Artigo:
Por Frei Betto, A EDUCAÇÃO DO OLHAR.



Frei Betto é escritor - autor, em parceria com Paulo Freire e Ricardo Kotscho, de Essa escola chamada vida (Ática), entre outro livros.


Em meus guardados encontrei um daqueles recortes de jornais que lemos, achamos interessante e resolvemos guardar para reler em outro momento. Era nada mais, nada menos que FREI BETTO, falando da EDUCAÇÃO DO OLHAR, artigo publicado em 03/05/2006 no Jornal do Brasil. Vale uma leitura reflexiva.

"Desde que me entendo por gente, a escola ensina análise de textos. Graças às aulas, aprendi o ufanismo de "criança, jamais verás um país como este", conheci a paixão de Tomás Gonzaga por sua Marília e deleitei-me com os poemas se satíricos de Leandro Gomes de Barros, como esses versos tão atuais, escritos no início do século: 'O Brasil é a panela/ O Estado bota sal/ O Município tempera,/ Quem come é o Federal'.
Todo texto tece-se com os fios do contexto em que foi escrito. Quanto mais próximo encontra-se o leitor da conjuntura em que se produziu o texto, melhor capta o seu pretexto, o significado. Um alemão tem mais condição de apreender, com a sensibilidade, o universo das obras de Goethe, assim como um brasileiro sente o perfume da culinária descrita nos romances de Jorge Amado.
Pra que serve estudar literatura? Entre outras razões, para ler com mais acuidade o livro da vida, cujos autores e personagens somos nós. Quem lê, sabe distinguir entre arte e panfleto, jogo de rimas e poesia, experimentalismo barato e ficção de qualidade. Ler é exercício de escuta e ausculta. Por isso, enquanto não chegam novos avanços tecnológicos, ler livro na internet é como ver a foto de um entardecer de maio sobre as montanhas de Belo Horizonte. Prefiro contemplar a maravilha ao vivo.
Na adolescência tive em cine-clubes minha primeira educação do olhar. Após a exibição do filme, debates deixavam nítida a diferença entre obra de arte e entretenimento. Cultivava-se a sensibilidade, saturada pelas salas melodramáticas dos pastelões de Hollywood e insaciada diante dos mestres do cinema. A chatice repetitiva do humor televisivo jamais produzirá um Chaplin.
Hoje, a imagem ocupa em nossos olhos mais espaço que o texto, graças à universalização da TV. No entanto, a escola parece não se dar conta de que vivemos numa era imagética. Pior, compete com a TV em arrogante indiferença ou desprezo. Na sala de aula predominam a narrativa textual, a palavra escrita, a sequência demarcada por início, meio e fim. Fora da escola, recebemos uma avalanche de imagens, o vertiginoso coquetel que embaralha passado, presente e futuro, a narrativa implodida pela diversão vazia.
Enquanto a escola se esforça, ao menos teoricamente, para formar cidadãos, a TV forma consumidores. Se os alunos são mais indisciplinados que outrora, é porque não podem mudar-ainda- o professor de canal... Por que não destronar a TV como rainha do lar e levá-la para a sala de aula? Pode-se discordar de um jornal e escrever à seção de cartas ou protestar no rádio. Como queixar-se à televisão, concessão pública utilizada em função de interesses privados? O melhor recurso é inverter a relação: ela passa a ser objeto e, nós, sujeitos.

Material coletado:
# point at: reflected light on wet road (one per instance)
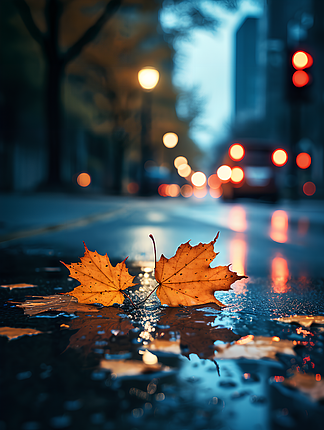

Enunciado:
Liste todos os nomes de pessoas que aparecem nos parágrafos do artigo sobre a educação do olhar iniciados por "Desde que me entendo por gente" e "Todo texto tece-se". Baseie-se somente no artigo para responder.

Resposta:
- Tomás Gonzaga
- Marília
- Leandro Gomes de Barros
- Goethe
- Jorge Amado